Page.
-- Start --

The various articles and posts complaining about (or offering suggestions to fix) the state of design and typography on the iPad, iPhone and other devices are pretty spot on. But they tend to skip rather too lightly over one key issue: that there is a baseline understanding of readability, layout, type and design.
Design is not new
This is a key problem I've been complaining about for at least ten years. Interactive design is not something totally new, that should be judged on its own merits, or for which we need to develop all new principles of design.
And I haven't just been complaining. I spread information about, among my teams and in general periodically. This introduction to typography (also here) just as one example, is a complete revelation to everyone not raised as a print designer.
For too long, interactive designers have been taught that it's a totally unique practice with unique needs and they are going to have to cast about for vague analogies, and develop new principles of design, and discuss the merits of each others' job titles and whether we should develop a certification program.
Interactive design is not unique
The reason for this seems to be that interactive is something totally new. Like the way to digital age changed everything. Well, while it's full of neat stuff, I still don't fly my jet pack to work every day.

-- End --

Recorded information.

-- Start --

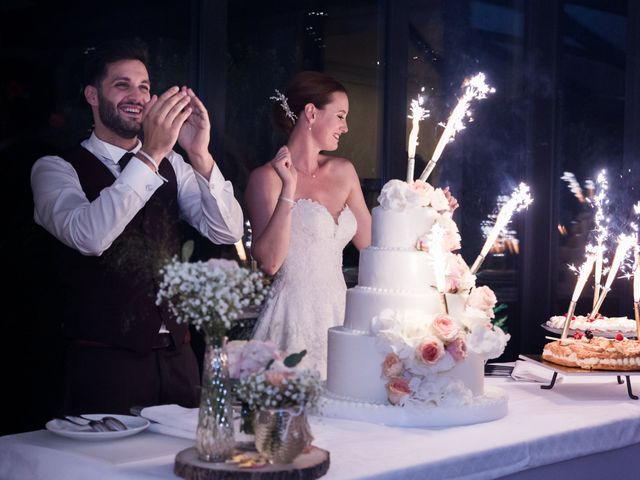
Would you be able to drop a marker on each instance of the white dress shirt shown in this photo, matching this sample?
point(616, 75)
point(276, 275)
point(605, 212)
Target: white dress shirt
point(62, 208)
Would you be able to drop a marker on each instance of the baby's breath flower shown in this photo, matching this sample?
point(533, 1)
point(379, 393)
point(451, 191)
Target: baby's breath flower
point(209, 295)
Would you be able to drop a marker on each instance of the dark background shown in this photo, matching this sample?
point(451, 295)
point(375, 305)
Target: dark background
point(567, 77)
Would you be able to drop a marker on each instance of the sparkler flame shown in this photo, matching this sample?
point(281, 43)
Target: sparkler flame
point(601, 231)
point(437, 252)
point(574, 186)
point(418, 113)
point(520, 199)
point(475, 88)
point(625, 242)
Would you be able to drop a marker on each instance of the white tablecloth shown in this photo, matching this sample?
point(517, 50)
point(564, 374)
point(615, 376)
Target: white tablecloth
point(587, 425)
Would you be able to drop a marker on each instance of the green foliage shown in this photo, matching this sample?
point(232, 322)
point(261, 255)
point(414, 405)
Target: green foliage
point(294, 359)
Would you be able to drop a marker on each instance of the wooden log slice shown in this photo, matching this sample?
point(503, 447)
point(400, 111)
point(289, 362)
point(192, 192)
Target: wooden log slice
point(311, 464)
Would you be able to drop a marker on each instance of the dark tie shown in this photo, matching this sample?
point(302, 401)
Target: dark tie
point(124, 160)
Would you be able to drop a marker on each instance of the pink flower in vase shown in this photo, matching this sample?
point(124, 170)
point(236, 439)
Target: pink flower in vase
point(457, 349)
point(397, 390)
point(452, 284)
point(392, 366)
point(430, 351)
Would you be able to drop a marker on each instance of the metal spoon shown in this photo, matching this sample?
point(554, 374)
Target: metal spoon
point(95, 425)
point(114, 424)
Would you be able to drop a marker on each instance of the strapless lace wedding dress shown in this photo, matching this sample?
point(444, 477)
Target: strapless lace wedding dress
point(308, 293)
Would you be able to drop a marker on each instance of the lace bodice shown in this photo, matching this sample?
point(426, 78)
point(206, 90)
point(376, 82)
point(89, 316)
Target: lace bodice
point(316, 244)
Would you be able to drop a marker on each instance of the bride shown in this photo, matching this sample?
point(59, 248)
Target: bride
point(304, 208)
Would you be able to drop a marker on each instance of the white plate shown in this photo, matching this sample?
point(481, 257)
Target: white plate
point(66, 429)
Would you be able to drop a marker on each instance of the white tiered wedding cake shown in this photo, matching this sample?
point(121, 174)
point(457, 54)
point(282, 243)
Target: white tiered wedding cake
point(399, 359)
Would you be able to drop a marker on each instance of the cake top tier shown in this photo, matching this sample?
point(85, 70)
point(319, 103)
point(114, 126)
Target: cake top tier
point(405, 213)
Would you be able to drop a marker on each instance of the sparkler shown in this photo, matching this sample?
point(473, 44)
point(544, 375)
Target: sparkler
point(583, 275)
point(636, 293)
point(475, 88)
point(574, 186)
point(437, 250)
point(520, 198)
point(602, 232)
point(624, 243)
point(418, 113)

-- End --
-- Start --

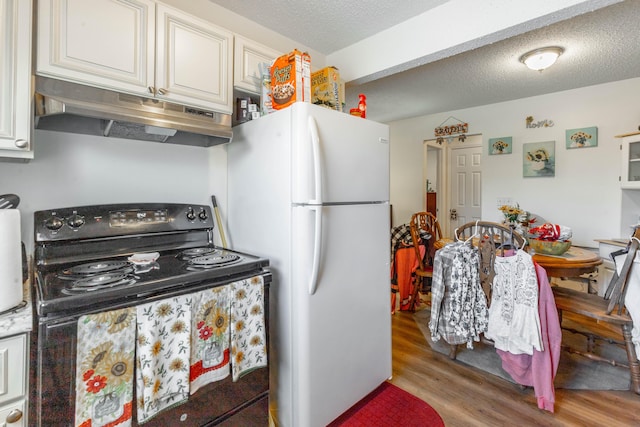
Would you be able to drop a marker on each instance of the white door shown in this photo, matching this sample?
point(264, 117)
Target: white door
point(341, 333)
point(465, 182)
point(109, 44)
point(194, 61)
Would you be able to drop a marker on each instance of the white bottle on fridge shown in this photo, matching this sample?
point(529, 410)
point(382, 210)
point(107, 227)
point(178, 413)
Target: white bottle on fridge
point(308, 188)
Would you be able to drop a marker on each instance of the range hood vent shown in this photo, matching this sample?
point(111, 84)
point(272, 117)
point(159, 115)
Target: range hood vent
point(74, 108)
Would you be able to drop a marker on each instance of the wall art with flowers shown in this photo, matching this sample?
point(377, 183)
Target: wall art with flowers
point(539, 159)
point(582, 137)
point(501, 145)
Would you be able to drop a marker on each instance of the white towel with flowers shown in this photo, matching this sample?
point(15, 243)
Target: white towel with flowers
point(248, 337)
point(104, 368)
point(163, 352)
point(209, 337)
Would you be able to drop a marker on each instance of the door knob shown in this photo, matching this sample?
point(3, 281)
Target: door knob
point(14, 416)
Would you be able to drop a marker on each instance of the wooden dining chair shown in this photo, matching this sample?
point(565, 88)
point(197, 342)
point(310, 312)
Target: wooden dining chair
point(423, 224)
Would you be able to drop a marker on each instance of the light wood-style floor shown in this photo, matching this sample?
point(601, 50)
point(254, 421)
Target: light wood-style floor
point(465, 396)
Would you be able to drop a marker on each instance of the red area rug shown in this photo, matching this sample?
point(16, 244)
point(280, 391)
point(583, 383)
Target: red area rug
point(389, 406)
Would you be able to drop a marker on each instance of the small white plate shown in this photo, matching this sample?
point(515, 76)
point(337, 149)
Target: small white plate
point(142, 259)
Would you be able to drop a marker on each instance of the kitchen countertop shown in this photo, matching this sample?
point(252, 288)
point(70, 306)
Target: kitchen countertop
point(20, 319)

-- End --

To do.
1) Summarize the post on interactive design in two sentences.
2) Reproduce everything in the post from "Design is not new" down to "a print designer.".
The entries were drawn from a different source than the post.

Solutions by task.
1) The author argues that critiques of design and typography on the iPad, iPhone and other devices pass too lightly over the existence of a baseline understanding of readability, layout, type and design. Interactive design, the author holds, is neither new nor unique and needs no all new design principles, yet interactive designers have long been taught that their practice is totally unique.

2)
Design is not new
This is a key problem I've been complaining about for at least ten years. Interactive design is not something totally new, that should be judged on its own merits, or for which we need to develop all new principles of design.
And I haven't just been complaining. I spread information about, among my teams and in general periodically. This introduction to typography (also here) just as one example, is a complete revelation to everyone not raised as a print designer.